◆ **Work item**: Every word of the data below has to be copied faithfully.

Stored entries
....
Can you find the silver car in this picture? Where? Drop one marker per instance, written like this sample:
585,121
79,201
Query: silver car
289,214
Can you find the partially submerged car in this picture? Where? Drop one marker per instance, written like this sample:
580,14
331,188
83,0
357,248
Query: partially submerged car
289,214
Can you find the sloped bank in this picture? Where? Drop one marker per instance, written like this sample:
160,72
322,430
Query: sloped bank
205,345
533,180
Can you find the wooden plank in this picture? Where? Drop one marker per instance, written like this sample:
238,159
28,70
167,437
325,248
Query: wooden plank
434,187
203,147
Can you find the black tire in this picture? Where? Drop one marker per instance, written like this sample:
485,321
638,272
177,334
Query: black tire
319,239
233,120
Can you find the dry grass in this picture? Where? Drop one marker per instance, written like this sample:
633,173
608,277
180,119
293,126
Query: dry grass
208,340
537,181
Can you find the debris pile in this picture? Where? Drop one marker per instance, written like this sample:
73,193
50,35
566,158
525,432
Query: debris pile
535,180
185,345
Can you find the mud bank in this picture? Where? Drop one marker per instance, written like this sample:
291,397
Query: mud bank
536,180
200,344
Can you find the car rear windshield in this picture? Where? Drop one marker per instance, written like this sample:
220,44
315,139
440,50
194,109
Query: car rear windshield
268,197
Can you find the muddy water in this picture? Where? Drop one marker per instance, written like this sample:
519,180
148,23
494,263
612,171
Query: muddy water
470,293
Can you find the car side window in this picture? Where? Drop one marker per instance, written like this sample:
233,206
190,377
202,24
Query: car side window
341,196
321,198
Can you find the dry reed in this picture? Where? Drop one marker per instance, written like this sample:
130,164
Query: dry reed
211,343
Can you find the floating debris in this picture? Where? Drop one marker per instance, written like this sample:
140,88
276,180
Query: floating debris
....
◆ **Output**:
Can you find the silver car in this picture? Where? Drop one marker per instance, written like this sample:
585,121
79,201
Query: silver car
289,214
Can you find the partially submerged car in this picture? Where? Drop one marker per instance, written like this sample:
580,14
331,188
83,0
357,248
Query: partially submerged car
289,214
Can you find the sloped bank in this picture? Where? Drop one marker per instance, written like this sample:
160,72
322,430
Query: sloped bank
205,345
533,180
Can you find the wooden plank in this picture? Where? Drop one marker per instance, written like this sample:
238,159
28,70
167,437
325,248
Query: wooden plank
434,187
203,147
Can you find the black tire in this picture? Where? Drop one marker per instance, written like this sample:
485,321
638,272
177,334
Query: black tire
319,239
233,120
Can you find the dry grass in this picture? Where? Drop one marker per instance, written like this sample:
633,173
608,277
180,119
293,126
Query: dry grass
208,340
537,181
Can you find the debris pile in this picture? Where? Drop one marker per instance, written like this sample:
73,193
50,35
566,158
525,432
Query: debris pile
535,180
185,345
Can you find the mud bank in this picture? Where? Drop one marker per instance, written like this sample:
291,397
Query: mud bank
536,180
200,344
Can you find the car rear windshield in this picture? Where? Drop one marker per instance, written like this sample:
220,44
315,139
440,50
194,109
Query: car rear windshield
268,197
Can you find the muddy water in this picture? Where? Drop one marker per instance, written like this sample:
519,180
148,23
494,263
612,171
Query: muddy water
470,293
Can you find the car side window in this picture? Where? Drop one marker per instance, written like this sample:
233,206
190,377
202,24
Query: car side window
341,196
321,198
Can you find the dry reed in this picture? Where? Drop one marker per instance, written like this sample:
130,164
Query: dry reed
211,343
Can you find the floating debris in this picture? Where? Drop one marker per instance, written like this sample:
140,88
276,180
Query: floating debris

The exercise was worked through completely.